### EXERCISE INPUTS
--- Begin ---
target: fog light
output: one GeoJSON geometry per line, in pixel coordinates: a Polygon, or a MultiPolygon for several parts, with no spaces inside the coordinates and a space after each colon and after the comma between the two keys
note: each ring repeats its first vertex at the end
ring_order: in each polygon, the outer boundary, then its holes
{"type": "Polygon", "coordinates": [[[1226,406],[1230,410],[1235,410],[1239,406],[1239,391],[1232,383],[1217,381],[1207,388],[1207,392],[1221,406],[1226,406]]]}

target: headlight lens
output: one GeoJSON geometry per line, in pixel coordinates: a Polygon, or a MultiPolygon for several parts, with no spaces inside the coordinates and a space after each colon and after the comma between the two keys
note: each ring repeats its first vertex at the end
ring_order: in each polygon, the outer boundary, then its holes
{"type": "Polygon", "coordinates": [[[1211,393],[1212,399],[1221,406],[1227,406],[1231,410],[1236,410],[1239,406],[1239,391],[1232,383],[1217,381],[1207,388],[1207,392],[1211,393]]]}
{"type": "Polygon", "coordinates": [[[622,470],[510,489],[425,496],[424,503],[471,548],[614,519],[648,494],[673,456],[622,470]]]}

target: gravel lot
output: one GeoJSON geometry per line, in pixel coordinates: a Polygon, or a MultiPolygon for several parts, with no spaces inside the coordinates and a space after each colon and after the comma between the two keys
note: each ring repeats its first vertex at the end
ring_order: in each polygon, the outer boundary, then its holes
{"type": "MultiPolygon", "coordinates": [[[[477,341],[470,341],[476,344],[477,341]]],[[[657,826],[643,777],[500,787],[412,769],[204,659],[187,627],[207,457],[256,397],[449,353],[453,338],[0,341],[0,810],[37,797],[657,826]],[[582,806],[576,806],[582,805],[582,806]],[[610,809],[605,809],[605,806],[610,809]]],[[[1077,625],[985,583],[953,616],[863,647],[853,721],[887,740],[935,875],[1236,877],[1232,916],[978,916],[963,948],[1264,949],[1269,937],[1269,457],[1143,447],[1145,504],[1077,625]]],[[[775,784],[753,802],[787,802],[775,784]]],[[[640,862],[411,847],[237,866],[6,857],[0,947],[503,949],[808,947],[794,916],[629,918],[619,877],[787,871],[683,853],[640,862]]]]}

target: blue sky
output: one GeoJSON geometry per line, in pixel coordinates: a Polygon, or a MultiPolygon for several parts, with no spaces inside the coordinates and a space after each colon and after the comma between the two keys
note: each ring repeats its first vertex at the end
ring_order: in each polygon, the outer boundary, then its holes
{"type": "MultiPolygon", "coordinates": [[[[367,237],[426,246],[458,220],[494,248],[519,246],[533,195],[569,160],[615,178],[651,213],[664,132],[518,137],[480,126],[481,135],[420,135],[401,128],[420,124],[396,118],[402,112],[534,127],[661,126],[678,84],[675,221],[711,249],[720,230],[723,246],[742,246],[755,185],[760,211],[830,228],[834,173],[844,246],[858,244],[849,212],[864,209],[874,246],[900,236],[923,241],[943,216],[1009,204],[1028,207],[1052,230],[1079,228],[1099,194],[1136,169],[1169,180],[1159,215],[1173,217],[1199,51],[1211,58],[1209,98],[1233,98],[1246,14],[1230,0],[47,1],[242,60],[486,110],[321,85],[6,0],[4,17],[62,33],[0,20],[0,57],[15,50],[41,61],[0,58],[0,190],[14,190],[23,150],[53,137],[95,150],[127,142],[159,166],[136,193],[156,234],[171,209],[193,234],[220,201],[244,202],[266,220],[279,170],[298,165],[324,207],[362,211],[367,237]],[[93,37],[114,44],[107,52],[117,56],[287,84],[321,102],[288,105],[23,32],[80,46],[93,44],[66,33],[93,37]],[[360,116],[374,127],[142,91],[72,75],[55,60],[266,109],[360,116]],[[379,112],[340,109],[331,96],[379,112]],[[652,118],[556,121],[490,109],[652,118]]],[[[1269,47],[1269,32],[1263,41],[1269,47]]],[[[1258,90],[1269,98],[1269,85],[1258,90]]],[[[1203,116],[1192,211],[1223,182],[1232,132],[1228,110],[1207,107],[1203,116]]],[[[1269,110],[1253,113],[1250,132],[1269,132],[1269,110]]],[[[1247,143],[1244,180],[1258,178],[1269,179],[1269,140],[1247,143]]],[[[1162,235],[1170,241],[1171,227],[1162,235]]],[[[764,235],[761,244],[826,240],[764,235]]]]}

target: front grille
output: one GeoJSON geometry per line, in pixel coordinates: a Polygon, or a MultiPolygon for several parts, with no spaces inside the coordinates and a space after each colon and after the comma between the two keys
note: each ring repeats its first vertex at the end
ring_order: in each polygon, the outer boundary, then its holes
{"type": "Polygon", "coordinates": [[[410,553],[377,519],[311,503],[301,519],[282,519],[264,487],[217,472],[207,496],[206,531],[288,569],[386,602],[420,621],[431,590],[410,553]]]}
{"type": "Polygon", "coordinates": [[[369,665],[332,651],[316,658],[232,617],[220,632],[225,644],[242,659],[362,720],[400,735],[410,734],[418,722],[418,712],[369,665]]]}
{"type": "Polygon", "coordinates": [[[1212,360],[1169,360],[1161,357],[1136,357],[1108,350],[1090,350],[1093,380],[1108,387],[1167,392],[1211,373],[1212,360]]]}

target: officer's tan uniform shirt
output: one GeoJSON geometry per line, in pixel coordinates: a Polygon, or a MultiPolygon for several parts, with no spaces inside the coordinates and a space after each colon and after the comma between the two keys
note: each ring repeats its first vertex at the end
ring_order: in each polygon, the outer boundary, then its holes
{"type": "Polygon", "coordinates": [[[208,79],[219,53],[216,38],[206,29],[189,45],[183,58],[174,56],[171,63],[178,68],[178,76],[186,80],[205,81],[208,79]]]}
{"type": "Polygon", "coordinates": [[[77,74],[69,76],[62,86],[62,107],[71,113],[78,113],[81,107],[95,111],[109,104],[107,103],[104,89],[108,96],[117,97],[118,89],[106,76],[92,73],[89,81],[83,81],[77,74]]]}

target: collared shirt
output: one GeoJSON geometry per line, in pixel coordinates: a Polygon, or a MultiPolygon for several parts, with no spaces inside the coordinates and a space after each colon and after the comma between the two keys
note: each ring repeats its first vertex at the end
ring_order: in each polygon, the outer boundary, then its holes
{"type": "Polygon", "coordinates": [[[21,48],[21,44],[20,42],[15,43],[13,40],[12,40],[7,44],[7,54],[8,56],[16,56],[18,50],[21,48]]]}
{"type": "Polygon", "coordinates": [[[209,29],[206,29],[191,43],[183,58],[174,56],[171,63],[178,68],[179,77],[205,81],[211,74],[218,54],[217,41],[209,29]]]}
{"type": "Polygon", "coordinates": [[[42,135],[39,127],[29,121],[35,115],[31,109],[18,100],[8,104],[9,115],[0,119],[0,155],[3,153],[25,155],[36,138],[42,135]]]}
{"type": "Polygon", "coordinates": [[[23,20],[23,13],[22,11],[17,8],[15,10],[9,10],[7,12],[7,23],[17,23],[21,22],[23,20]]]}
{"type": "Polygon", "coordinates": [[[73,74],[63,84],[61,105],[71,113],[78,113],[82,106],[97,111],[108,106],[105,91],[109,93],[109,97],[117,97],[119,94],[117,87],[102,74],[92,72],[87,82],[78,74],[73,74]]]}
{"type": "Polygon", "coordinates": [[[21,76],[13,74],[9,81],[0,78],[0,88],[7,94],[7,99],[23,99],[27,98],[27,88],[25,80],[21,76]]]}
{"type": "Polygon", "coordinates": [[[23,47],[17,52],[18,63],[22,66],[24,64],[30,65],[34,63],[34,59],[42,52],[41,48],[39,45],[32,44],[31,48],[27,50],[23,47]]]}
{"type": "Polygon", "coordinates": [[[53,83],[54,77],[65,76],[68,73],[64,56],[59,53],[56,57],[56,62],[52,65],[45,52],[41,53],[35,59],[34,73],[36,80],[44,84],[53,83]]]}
--- End ---
--- Begin ---
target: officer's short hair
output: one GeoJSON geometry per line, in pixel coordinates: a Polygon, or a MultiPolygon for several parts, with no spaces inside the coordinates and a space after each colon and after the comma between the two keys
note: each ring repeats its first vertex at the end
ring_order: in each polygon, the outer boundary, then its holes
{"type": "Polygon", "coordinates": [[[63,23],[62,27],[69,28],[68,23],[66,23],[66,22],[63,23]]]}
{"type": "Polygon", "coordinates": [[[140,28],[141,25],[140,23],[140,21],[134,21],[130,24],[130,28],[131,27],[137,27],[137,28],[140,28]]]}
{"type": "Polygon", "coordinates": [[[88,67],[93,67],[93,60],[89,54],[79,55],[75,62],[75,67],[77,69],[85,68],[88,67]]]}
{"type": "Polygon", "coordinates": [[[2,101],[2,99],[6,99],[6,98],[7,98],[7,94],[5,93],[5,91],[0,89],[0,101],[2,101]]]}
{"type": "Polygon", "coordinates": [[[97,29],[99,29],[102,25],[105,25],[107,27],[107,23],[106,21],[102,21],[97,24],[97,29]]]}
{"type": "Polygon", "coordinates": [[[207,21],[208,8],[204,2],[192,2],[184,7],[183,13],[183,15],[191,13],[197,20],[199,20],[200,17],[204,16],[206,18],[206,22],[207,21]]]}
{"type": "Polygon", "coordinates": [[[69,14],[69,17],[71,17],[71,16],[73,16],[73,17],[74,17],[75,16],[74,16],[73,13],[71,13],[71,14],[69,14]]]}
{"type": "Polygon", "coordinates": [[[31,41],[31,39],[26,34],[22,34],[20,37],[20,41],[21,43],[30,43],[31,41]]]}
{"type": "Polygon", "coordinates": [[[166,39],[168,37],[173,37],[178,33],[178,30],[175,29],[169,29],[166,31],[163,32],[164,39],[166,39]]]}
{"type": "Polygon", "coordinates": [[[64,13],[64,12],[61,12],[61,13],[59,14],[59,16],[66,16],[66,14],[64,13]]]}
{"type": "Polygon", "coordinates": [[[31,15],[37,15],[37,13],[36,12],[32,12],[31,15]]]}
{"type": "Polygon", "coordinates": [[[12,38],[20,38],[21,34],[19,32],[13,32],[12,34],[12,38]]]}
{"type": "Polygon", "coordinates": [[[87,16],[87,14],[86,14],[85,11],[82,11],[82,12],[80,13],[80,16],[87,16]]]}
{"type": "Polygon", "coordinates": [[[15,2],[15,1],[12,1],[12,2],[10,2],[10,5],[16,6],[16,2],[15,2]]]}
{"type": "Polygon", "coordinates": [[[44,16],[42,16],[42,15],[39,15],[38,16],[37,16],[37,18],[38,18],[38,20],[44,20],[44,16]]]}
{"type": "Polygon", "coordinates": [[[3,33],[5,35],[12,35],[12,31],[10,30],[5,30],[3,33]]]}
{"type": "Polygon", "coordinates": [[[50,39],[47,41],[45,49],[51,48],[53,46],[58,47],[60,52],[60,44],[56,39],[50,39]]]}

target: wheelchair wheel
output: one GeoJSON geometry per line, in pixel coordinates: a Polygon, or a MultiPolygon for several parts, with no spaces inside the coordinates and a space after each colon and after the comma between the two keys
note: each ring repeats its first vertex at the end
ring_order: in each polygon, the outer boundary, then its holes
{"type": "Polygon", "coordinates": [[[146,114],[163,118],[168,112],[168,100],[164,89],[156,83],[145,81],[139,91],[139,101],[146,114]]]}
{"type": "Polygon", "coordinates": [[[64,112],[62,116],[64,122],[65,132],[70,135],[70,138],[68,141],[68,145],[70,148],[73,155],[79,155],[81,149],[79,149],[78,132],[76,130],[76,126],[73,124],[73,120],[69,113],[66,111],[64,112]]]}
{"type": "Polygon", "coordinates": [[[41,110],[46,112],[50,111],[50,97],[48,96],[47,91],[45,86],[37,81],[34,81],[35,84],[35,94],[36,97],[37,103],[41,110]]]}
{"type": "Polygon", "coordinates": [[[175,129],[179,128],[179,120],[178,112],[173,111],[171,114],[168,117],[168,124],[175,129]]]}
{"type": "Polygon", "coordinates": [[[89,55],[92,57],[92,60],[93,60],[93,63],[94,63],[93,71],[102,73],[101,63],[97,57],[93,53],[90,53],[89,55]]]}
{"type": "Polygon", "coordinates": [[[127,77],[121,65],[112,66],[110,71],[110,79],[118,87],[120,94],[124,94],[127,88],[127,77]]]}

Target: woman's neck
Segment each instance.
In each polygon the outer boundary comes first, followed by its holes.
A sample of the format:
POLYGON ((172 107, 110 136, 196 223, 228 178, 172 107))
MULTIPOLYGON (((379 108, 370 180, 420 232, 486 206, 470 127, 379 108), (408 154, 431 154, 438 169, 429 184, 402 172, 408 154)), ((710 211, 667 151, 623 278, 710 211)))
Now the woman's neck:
--- End ---
### WHAT THE TASK ASKS
Gather every line of the records that contains the word "shirt".

### RESULT OF THIS EXERCISE
target: officer's tan uniform shirt
target: collared shirt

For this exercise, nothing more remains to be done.